*PROVIDED TEXT*.
====

Most landlords compare property managers on price. The fee column in the spreadsheet looks like the easy comparison: 8 percent vs 10 percent, $400 a month vs $650. The cheaper one wins. The contract gets signed. The work begins.
A year later, the math turns out to have been more complicated than the spreadsheet suggested. The cheaper manager took six weeks to lease the unit between tenants. The screening missed a prior eviction. A vendor charged 30 percent over market because there was no oversight. The lease renewed at last year's rent because nobody checked the comps.
Price was the easy comparison. It was also the wrong one.
The real comparison is on five answers — none of which are about price. Below are the questions I'd ask before I signed any property management agreement in Scottsdale or Paradise Valley, and the kinds of answers that should make you confident or careful. Use them as a vetting checklist for any property manager you're considering. (Or, if you'd like to put them to me directly, DM "manage" on Instagram and I'll send you our answers in writing.)
1. What's your vendor authorization limit?
This is the single most important number in a property management agreement, and most owners don't ask it. The vendor authorization limit is the dollar amount above which the manager calls you before authorizing repair work. Below that number, the manager dispatches a vendor and resolves the issue. Above that number, the manager pauses and asks you first.
The number matters because it determines how the relationship feels on a day-to-day basis. Set it too low and your manager will be calling you at 11 p.m. to authorize a $90 toilet repair. Set it too high and you'll discover after the fact that someone re-piped your entire upstairs bathroom for $4,800 without asking. Neither extreme is healthy.
The right number for most Scottsdale luxury rentals is somewhere between $250 and $500. That's the band that balances responsiveness with control — under that ceiling, your manager can resolve common repairs (a leaking flex hose, a faulty thermostat, a stuck garage door) in real time. Above that ceiling, the request comes to you with a quote and a recommendation.
Watch for: a manager who says "no limit, we handle everything" (too loose) or one who sets the limit at $50 or $100 (too restrictive, and a sign they don't trust their own judgment).
2. How many points are in your tenant verification process?
If the answer is something like "we run a credit check and verify income," that's three points: credit score, income, employment. That's not screening. That's a filter that catches the most obvious bad applicants while letting through the moderate ones — the kind who pay on time for four months, then stop.
Real tenant screening is nine points: credit, income, three years of landlord history, employment verification, criminal background, pet history, reference calls, eviction record, and application authenticity. The last one — confirming that the application itself isn't fraudulent — is the most-skipped step in the industry and the one that catches the most consequential bad tenants.
The right answer to this question is specific, immediate, and ideally accompanied by a checklist the manager can show you. If the answer is vague or improvisational — "we look at the whole picture" — that's a flag.
Watch for: managers who can't tell you the number of points or who haven't put the checklist in writing. The number should be specific. The checklist should exist. Ask to see it.
3. What's your average days-to-lease?
This is the question most owners ask first, and it's the question most likely to get a misleading answer. The honest answer is that there's no magic number. The market changes. The property changes. The season changes. A 2BR Grayhawk townhouse and a 5BR PV estate aren't on the same timeline. A March listing and a July listing aren't on the same timeline. A property at the right price isn't on the same timeline as one priced 8 percent above the comps.

====

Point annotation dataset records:
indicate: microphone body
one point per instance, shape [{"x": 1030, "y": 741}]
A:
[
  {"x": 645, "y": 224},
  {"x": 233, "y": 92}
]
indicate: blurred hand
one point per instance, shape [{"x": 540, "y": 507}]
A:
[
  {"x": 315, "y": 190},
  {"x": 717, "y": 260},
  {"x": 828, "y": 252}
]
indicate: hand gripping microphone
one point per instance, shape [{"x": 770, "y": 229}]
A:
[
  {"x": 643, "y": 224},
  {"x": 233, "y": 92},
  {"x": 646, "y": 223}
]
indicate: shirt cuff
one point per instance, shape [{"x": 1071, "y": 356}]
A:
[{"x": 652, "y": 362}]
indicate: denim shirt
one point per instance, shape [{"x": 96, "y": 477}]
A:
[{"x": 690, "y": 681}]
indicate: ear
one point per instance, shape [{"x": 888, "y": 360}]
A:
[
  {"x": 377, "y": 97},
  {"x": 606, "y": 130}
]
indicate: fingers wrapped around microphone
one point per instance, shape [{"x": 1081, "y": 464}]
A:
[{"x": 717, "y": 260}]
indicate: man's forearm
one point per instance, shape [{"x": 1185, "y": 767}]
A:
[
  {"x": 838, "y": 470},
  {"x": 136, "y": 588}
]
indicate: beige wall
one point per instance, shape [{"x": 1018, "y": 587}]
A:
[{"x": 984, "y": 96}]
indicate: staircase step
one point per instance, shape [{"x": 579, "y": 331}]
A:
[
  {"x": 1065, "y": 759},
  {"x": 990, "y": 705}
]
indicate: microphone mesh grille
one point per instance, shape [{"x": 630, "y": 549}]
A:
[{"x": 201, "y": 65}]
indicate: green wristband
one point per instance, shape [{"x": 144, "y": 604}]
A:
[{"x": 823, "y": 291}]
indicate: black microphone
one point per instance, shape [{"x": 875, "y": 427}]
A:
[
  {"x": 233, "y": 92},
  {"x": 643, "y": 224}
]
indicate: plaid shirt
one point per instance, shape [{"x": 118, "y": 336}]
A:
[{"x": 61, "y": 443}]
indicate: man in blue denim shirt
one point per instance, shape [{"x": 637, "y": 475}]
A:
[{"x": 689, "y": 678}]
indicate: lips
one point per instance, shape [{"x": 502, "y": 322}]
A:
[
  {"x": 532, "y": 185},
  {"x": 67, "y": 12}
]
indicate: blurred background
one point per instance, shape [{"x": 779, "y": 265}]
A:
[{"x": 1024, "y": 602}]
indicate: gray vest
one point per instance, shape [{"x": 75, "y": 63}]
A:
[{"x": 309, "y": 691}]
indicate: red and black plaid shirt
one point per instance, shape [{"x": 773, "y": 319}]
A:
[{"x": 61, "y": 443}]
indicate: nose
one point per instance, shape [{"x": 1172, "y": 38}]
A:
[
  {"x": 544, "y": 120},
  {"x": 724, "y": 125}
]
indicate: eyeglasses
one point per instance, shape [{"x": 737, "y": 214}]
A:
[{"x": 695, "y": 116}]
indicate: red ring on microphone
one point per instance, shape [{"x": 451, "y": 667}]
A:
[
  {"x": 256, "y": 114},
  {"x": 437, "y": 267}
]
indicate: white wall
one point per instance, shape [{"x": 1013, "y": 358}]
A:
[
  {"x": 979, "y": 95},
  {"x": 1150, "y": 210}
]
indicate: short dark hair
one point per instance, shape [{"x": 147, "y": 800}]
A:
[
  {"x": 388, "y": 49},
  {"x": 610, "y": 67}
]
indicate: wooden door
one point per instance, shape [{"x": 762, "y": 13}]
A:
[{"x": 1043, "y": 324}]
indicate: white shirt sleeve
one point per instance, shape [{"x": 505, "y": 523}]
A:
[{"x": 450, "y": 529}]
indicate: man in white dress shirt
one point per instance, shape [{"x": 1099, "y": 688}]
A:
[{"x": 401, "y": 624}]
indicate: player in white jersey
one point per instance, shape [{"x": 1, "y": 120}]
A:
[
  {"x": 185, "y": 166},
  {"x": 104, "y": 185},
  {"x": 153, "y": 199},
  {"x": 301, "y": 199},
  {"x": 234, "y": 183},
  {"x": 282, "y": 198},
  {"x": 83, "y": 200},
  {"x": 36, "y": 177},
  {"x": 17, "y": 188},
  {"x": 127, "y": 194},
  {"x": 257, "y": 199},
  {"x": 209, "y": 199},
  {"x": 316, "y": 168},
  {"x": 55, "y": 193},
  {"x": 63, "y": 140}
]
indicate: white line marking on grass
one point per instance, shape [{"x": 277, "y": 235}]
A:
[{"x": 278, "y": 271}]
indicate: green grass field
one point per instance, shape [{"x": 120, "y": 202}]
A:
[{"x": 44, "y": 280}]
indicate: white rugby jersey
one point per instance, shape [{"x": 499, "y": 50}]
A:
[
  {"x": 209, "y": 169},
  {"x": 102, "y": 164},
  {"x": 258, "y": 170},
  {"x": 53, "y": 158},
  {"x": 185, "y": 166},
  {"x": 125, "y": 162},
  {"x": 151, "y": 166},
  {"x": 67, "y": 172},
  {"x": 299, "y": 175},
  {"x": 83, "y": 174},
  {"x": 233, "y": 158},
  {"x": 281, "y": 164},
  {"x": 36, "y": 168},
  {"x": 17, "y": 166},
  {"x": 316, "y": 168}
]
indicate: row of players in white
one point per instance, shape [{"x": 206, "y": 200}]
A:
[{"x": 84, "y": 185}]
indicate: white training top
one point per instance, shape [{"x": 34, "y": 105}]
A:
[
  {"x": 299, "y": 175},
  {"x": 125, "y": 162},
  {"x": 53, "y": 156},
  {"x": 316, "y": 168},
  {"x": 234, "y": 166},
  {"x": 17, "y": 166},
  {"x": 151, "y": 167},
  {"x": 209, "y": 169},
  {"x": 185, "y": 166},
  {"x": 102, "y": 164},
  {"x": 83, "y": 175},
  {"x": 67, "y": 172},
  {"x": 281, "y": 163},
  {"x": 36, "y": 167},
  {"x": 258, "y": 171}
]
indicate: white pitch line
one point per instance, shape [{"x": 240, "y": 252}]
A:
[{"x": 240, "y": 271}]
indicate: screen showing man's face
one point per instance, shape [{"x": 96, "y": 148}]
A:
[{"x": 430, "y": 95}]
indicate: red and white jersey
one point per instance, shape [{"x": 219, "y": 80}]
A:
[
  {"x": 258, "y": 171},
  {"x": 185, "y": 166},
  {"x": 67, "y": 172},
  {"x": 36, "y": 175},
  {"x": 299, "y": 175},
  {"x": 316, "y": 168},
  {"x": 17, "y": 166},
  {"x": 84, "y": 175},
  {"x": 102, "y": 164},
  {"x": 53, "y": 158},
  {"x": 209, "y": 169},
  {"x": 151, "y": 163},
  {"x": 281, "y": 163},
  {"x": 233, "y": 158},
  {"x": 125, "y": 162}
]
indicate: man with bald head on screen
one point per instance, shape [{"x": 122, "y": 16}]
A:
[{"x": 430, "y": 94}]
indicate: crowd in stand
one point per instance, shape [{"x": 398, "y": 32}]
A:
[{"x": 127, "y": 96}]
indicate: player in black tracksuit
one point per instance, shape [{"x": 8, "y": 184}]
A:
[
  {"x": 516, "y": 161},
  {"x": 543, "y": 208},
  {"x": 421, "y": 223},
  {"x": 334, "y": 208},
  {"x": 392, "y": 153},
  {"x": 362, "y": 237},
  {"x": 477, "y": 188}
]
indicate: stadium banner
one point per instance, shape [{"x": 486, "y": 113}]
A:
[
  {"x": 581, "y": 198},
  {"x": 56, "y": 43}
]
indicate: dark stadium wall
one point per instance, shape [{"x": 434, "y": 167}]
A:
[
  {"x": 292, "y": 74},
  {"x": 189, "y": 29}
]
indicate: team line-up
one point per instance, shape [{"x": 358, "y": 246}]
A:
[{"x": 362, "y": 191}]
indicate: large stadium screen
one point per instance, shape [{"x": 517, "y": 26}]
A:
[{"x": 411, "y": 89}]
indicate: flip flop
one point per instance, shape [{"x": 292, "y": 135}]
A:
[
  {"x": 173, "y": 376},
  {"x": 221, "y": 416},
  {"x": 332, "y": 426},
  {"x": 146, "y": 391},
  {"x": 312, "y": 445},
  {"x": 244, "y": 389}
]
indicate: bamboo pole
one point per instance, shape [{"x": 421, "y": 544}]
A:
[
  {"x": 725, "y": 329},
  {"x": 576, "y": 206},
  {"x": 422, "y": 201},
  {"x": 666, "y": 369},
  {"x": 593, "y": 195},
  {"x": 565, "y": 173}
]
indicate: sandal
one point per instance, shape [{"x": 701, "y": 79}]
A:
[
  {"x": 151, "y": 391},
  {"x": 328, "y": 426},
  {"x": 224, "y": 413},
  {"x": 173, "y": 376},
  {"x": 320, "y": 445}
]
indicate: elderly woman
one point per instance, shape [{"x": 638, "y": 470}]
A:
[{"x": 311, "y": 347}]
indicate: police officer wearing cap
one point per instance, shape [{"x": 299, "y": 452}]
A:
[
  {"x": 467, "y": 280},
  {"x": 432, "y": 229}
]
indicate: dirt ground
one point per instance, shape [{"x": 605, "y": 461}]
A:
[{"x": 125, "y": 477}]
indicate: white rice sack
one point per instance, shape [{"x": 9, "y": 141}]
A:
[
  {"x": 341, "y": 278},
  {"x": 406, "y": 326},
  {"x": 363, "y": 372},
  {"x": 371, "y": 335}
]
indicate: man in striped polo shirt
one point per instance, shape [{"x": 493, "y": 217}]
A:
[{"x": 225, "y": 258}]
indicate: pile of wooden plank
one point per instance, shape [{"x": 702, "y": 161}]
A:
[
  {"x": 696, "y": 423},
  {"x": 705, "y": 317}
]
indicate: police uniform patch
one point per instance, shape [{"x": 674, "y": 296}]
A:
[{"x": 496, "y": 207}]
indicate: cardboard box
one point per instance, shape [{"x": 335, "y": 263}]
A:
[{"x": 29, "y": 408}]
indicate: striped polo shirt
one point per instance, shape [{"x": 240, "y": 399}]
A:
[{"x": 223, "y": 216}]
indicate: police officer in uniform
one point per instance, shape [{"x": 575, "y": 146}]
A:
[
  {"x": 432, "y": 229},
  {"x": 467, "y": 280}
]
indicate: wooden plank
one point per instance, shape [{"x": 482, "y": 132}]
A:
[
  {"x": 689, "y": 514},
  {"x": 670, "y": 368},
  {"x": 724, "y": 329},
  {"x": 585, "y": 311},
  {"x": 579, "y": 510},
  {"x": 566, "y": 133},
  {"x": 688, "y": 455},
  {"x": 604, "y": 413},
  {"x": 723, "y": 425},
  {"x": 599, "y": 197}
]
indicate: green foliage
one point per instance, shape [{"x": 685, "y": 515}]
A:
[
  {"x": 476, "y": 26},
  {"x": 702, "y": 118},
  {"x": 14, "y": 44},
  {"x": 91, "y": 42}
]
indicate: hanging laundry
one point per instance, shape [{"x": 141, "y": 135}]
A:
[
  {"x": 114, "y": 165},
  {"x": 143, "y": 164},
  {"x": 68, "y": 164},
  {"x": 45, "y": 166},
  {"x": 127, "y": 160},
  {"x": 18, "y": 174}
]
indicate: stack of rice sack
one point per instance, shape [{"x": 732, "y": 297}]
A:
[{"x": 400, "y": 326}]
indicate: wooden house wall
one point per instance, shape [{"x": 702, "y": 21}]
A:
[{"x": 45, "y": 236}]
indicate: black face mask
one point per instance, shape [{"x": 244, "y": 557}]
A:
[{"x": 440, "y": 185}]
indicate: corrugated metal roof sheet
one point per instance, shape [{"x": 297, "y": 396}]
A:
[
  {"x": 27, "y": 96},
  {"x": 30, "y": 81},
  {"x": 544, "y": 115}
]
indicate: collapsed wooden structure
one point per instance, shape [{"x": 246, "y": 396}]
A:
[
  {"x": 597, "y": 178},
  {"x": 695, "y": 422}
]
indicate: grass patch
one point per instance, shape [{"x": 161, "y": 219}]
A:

====

*EXERCISE TASK 1*.
Return every line of the records that contains the string "police".
*EXERCISE TASK 2*.
Please go on with the property manager article from the point where it stops.
The property manager article and the records are unrelated to each other.

*EXPECTED ANSWER 1*.
indicate: police officer wearing cap
indicate: police uniform patch
indicate: police officer in uniform

*EXPECTED ANSWER 2*.
Anyone who promises every listing leases in seven days or less is usually under-pricing. Fast lease-up isn't the goal — it's what looks like the goal to a landlord who hasn't done the math. The real goal is maximizing the rent the property pulls in over the life of the lease, while keeping vacancy at a reasonable level. A property that leases in 30 days at the right rent will out-earn a property that leases in 7 days under-priced — over a 12-month lease, by a meaningful margin.
The right answer to this question is honest about the variables. A good manager will tell you the range they see across their portfolio (mine runs roughly two to four weeks at market rent), explain what shortens or lengthens it (price, season, photos, condition), and tell you the trade-off being made if a number is unusually fast or slow.
Watch for: a "we always lease in X days" guarantee. The honest answer balances rent against vacancy, every time.
4. How will I know what's happening?
Owner communication is the part of property management owners notice the most and the part managers describe the least. Some managers send monthly reports with photos and financials. Some send quarterly summaries. Some communicate per-incident, in real time — calling or emailing the moment something happens, with documentation. All three models are defensible. What matters is the consistency.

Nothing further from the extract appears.